== Source data ==
###
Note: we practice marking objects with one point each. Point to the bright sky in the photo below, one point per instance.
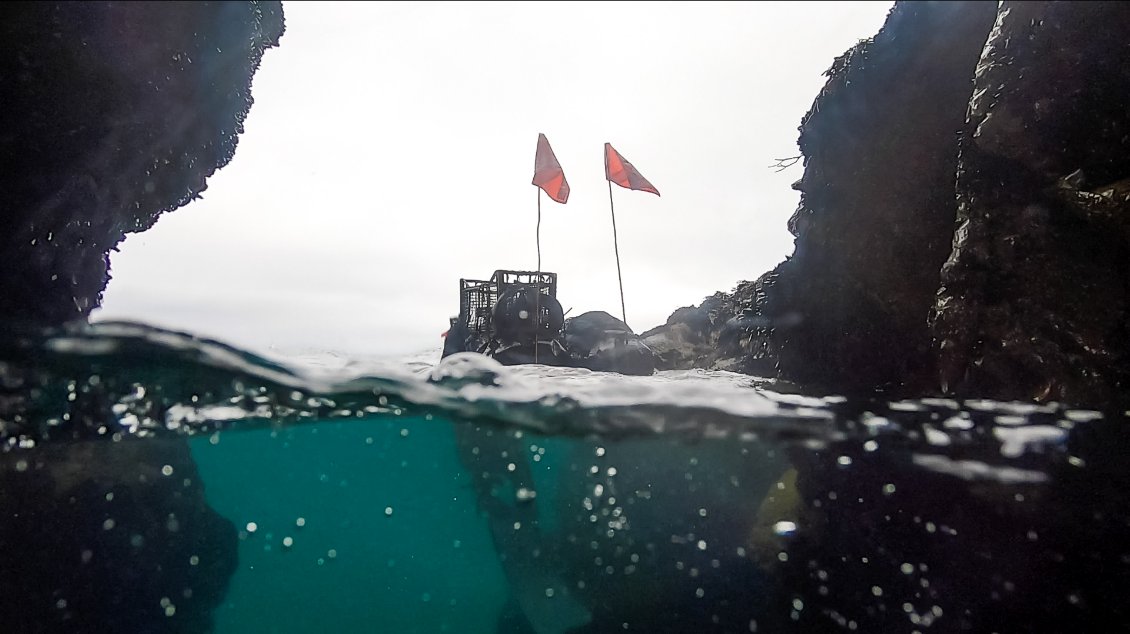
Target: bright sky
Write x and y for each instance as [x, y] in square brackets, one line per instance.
[391, 146]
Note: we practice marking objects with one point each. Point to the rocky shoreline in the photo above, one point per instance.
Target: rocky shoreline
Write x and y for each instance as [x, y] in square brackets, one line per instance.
[962, 225]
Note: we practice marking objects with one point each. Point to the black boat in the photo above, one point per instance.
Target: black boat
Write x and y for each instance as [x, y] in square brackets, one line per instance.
[514, 317]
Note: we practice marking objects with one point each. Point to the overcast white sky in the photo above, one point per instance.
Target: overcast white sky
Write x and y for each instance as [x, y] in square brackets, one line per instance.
[391, 146]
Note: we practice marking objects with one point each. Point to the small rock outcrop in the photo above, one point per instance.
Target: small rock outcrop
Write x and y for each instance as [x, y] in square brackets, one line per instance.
[597, 340]
[1035, 297]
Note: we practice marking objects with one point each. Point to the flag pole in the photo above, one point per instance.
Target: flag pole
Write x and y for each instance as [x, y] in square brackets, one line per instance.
[537, 298]
[617, 248]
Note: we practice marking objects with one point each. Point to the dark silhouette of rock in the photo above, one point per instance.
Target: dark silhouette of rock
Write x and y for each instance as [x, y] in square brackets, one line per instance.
[726, 331]
[112, 114]
[1000, 274]
[876, 216]
[599, 341]
[1035, 298]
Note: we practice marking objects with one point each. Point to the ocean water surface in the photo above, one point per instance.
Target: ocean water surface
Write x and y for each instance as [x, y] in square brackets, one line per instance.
[419, 495]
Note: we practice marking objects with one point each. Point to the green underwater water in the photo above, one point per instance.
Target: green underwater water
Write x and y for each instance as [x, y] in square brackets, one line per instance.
[428, 566]
[474, 497]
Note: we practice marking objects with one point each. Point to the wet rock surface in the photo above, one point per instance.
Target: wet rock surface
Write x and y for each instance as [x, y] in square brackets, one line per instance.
[113, 114]
[597, 340]
[1034, 297]
[962, 220]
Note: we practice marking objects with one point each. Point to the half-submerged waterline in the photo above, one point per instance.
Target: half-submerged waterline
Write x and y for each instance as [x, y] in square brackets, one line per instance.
[466, 496]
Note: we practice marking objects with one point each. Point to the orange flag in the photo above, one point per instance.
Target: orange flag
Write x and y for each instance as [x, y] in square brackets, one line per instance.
[548, 173]
[623, 173]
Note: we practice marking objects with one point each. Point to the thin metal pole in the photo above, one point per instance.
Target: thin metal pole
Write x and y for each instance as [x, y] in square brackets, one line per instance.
[537, 298]
[617, 246]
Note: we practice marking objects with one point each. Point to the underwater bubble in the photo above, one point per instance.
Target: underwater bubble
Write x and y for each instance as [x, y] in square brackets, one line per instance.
[784, 528]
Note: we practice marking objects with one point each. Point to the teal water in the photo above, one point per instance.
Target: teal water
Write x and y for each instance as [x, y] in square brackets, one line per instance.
[428, 566]
[157, 481]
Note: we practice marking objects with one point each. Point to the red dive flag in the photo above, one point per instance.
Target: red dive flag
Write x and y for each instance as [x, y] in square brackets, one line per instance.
[548, 173]
[623, 173]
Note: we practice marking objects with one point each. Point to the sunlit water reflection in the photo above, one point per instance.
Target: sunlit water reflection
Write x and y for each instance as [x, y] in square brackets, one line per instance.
[357, 495]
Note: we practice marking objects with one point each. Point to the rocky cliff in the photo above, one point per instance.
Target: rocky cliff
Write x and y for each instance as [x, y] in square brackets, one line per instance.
[962, 220]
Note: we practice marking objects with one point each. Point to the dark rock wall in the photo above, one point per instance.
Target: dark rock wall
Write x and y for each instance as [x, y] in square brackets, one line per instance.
[113, 113]
[877, 209]
[1034, 298]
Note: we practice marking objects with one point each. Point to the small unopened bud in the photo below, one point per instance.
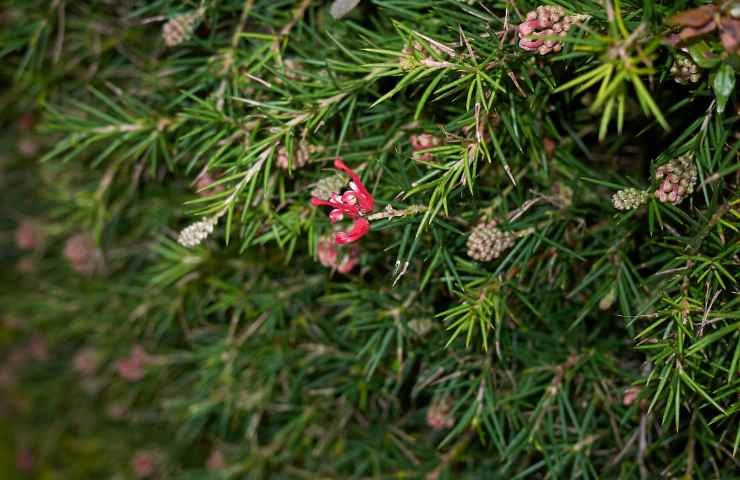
###
== Work order ==
Only these lines belong in the answer: the first line of the listing above through the line holding "Target: rocky shoreline", printed exactly and without pictures.

== Solution for this problem ==
Note: we practice marking objects with one point each. Point to the bright sky in the photo below, one point per instance.
Target: bright sky
Write x and y for each instance as [x, y] in square brackets, one line per instance.
[391, 146]
Note: we practice marking objects with one point each. Point to the rocky shoreline in the photo above, one point per instance.
Target: rocky shoreline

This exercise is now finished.